• DAFTAR TUGAS:
a. Jawablah pertanyaan berikut berdasarkan teks tentang DKL.
(i) Berapa lama penulis duduk di kepengurusan DKL, dan di komite mana?
(ii) Apa profesi penulis?
(iii) Kepada siapa DKL sudah saatnya dikembalikan?
b. Salin tanpa perubahan bagian teks tentang DKL yang diawali dengan kata-kata "Hanya satu tahun" dan diakhiri dengan "kesenian dan kebudayaan.".
c. Teruskan teks tentang DKL mulai setelah kalimat terakhirnya.

::: KUTIPAN TEKS

Hanya satu tahun saya duduk di kepengurusan DKL pada Komite Film, saya
mengundurkan diri, karena saya sadar, DKL itu rumahnya seniman, saya sebagai
wartawan hanya mengantarkan pembentukan DKL.
Menjawab
berbagai kritik tersebut, sudah saatnya DKL dikembalikan kepada seniman sebagai
pemegang mandat agar kritik dan saran bisa terjawab. Selama ini mungkin DKL
telah alpa menempatkan posisinya sebagai katalisator segenap potensi kesenian
di daerah Lampung. Posisi tempat berpijak DKL menjadi penting agar tidak
terjadi tumpah tindih, fungsi dan peran seperti dengan institusi lain yang
mengurus kesenian dan kebudayaan.

::::::
::: BAHAN

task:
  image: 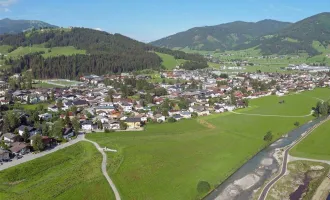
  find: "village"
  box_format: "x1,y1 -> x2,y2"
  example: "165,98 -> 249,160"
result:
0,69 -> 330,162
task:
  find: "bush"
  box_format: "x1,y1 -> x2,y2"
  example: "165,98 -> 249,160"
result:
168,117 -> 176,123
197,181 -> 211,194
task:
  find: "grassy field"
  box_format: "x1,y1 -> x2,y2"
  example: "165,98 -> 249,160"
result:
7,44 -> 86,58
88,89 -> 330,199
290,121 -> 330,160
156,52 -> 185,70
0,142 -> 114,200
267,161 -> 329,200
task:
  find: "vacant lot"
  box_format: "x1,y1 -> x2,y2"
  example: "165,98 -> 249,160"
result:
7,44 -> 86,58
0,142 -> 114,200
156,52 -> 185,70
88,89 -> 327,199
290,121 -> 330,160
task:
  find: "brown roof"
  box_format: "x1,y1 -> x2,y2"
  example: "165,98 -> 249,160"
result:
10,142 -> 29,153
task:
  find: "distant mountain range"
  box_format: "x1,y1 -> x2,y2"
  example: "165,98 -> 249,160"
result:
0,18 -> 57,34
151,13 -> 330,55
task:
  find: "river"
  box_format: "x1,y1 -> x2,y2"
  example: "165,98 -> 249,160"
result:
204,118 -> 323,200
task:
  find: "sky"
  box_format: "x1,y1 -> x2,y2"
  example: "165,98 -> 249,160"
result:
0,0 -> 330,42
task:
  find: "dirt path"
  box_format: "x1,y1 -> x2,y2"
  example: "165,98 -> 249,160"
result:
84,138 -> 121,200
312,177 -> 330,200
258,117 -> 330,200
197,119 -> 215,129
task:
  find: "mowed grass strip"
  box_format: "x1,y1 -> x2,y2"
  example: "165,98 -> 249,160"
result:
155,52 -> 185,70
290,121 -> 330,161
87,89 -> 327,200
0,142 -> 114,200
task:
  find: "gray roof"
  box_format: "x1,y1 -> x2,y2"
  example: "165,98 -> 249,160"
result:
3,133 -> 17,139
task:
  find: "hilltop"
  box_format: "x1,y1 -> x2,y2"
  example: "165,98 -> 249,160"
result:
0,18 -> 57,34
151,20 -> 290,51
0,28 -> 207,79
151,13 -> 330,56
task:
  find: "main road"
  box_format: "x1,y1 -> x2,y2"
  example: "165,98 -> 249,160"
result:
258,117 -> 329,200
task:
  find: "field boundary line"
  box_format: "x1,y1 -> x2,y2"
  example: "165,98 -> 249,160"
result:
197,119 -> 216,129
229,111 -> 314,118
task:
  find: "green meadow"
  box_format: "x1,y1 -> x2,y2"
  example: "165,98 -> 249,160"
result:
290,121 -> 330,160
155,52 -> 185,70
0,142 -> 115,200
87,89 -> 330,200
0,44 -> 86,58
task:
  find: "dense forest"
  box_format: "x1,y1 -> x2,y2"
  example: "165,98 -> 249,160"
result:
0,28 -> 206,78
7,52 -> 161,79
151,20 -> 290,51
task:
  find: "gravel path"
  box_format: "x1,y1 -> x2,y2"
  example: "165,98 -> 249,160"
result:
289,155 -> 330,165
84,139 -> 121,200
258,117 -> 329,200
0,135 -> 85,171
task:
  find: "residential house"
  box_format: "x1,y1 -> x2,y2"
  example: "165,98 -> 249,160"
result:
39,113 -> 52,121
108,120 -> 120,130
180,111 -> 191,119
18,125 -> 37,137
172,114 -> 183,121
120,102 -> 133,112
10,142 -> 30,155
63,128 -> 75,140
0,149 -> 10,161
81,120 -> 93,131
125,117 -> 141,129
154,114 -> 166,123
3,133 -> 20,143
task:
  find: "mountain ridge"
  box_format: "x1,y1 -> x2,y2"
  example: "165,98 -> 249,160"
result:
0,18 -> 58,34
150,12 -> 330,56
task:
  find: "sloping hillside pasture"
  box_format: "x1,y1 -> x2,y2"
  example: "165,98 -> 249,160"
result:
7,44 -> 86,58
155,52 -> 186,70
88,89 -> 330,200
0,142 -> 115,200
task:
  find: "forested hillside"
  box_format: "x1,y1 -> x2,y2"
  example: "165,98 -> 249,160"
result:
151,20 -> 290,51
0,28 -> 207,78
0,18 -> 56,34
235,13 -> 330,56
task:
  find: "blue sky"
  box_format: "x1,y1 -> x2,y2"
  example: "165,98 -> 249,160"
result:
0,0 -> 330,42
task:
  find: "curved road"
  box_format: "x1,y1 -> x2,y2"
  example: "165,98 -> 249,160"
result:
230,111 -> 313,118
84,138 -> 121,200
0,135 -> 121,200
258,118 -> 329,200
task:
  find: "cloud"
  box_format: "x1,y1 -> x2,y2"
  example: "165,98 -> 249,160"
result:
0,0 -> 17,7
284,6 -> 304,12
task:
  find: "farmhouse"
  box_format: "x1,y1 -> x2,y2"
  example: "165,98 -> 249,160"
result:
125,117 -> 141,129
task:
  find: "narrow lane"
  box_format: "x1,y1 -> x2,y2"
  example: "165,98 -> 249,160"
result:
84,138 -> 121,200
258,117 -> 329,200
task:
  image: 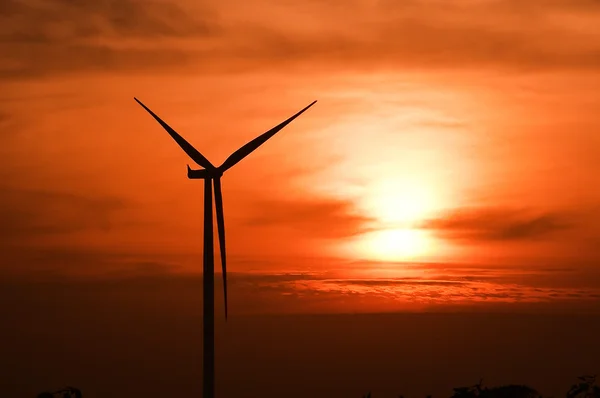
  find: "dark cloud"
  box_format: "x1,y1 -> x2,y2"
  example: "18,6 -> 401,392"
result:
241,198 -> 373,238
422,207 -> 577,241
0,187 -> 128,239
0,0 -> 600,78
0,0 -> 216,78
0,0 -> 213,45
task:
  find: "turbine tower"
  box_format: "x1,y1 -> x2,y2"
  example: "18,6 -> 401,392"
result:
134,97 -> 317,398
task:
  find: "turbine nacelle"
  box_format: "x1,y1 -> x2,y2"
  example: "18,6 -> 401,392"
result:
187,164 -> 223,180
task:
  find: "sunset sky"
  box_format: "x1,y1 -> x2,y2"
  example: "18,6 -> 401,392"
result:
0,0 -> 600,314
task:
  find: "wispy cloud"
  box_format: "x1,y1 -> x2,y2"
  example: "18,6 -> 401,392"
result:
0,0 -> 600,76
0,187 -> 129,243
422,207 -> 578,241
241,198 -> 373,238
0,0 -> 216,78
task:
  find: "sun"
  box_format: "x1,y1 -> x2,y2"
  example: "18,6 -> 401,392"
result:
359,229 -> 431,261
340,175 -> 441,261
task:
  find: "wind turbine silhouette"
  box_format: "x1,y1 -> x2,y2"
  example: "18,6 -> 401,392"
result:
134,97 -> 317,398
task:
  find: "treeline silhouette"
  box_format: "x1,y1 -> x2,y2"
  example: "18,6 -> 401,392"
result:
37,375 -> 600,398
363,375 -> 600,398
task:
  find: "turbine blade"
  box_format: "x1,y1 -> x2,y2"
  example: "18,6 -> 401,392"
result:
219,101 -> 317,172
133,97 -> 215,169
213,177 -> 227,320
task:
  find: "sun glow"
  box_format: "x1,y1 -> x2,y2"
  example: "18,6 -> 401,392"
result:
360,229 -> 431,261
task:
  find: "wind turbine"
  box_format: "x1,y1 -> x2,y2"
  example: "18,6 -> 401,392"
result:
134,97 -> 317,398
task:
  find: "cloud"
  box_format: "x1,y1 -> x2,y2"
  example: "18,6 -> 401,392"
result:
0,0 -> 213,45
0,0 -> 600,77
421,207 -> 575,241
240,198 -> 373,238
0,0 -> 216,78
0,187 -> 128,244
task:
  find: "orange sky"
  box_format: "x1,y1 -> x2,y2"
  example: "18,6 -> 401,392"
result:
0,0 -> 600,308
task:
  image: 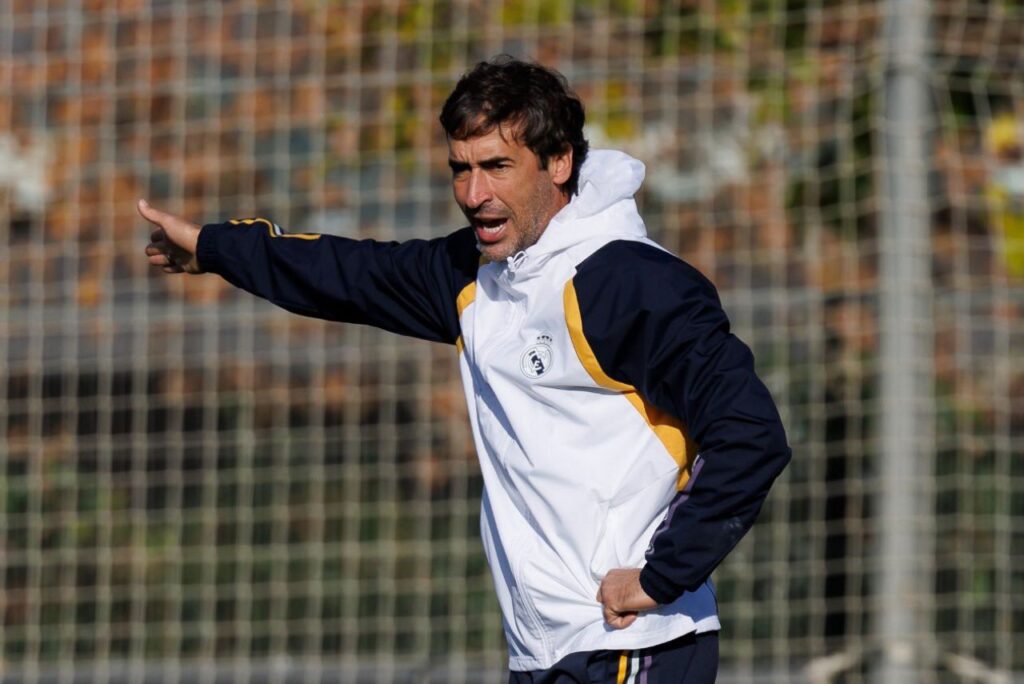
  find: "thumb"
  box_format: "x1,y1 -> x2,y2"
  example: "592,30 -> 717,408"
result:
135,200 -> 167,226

::::::
::: BAHAN

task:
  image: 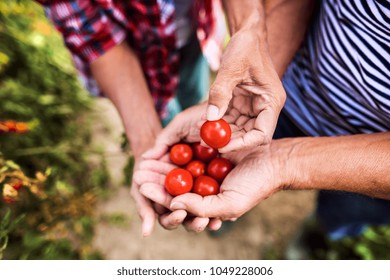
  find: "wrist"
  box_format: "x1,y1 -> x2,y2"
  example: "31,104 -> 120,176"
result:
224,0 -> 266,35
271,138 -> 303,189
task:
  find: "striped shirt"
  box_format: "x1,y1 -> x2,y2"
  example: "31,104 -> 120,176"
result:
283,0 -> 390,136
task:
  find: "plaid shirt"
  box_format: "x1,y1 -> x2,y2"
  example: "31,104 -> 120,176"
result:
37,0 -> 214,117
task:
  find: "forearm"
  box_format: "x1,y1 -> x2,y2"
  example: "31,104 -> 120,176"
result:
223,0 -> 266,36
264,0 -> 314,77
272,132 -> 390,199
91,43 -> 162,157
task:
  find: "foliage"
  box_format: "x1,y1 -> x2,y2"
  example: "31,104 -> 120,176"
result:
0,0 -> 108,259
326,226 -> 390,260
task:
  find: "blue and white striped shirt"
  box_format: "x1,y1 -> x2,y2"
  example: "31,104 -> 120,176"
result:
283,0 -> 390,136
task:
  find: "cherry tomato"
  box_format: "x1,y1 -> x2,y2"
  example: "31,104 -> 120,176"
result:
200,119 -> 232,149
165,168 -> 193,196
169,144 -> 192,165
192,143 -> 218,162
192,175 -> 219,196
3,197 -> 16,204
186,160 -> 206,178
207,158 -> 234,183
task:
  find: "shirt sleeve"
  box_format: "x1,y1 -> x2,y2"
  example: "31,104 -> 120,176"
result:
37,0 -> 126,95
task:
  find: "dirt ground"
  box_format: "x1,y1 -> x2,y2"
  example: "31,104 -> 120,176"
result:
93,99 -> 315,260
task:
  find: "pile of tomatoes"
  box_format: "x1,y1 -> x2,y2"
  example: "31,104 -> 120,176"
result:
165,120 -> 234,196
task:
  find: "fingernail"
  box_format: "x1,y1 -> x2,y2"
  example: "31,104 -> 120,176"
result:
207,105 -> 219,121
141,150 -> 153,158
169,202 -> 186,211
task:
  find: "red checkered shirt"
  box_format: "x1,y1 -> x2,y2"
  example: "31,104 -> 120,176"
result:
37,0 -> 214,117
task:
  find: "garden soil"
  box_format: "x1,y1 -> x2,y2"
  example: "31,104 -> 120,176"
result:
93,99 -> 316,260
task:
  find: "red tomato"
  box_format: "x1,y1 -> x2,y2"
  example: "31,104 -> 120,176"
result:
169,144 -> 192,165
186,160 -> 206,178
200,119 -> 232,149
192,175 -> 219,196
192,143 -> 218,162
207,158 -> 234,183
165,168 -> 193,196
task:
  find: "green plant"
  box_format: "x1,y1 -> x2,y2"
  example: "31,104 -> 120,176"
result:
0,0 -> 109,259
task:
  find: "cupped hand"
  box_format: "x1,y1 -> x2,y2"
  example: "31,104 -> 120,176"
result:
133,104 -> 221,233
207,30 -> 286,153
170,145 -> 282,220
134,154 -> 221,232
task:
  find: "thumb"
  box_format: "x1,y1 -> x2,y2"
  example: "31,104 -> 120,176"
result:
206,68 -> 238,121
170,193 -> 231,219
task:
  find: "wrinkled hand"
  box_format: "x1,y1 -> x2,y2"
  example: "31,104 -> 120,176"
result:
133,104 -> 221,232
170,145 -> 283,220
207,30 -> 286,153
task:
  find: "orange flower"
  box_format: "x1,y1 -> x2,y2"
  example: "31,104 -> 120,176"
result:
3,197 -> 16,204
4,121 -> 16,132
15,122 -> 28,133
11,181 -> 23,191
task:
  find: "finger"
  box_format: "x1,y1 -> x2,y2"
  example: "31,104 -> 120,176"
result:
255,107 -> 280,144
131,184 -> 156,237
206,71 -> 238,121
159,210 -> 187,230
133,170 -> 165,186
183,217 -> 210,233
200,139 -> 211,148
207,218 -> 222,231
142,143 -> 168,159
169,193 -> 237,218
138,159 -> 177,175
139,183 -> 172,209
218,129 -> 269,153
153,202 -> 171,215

::::::

• HASIL LATIHAN:
a.
(i) Satu tahun, pada Komite Film.
(ii) Wartawan.
(iii) Kepada seniman sebagai pemegang mandat.

b.
Hanya satu tahun saya duduk di kepengurusan DKL pada Komite Film, saya
mengundurkan diri, karena saya sadar, DKL itu rumahnya seniman, saya sebagai
wartawan hanya mengantarkan pembentukan DKL.
Menjawab
berbagai kritik tersebut, sudah saatnya DKL dikembalikan kepada seniman sebagai
pemegang mandat agar kritik dan saran bisa terjawab. Selama ini mungkin DKL
telah alpa menempatkan posisinya sebagai katalisator segenap potensi kesenian
di daerah Lampung. Posisi tempat berpijak DKL menjadi penting agar tidak
terjadi tumpah tindih, fungsi dan peran seperti dengan institusi lain yang
mengurus kesenian dan kebudayaan.

c.
Sebagai katalisator DKL mempunyai peran khas,
DKL berada pada posisi dan peran yang mempengaruhi, menimbulkan atau
mempercepat berbagai reaksi dan aksi kesenian tanpa harus DKL mengalami
perubahan fungsi dan penampilannya dengan menjadi seperti production house,
sanggar tari, kelompok teater atau pengusaha orgen tunggal. Apa lagi menjadi
dinas kesenian dan kebudayaan saingan karena menganggap saat ini adalah era
otonomi daerah yang kemudian mengarah menjadi lembaga proyek kesenian dan
kebudayaan yang profit motif.
Sebagai orang yang pernah mengantarkan
berdirinya DKL, sekarang saya bisa tersenyum, harapan DKL menjadi rumahnya
seniman sepertinya lambat laun mulai terwujud. Dari lima periode kepengurusan
sejak periode kepengurusan pertama 1993 – 1996 sampai periode 2007 – 2010
figur-figur birokrat mulai tersingkir dan tergantikan dengan para seniman
Lampung.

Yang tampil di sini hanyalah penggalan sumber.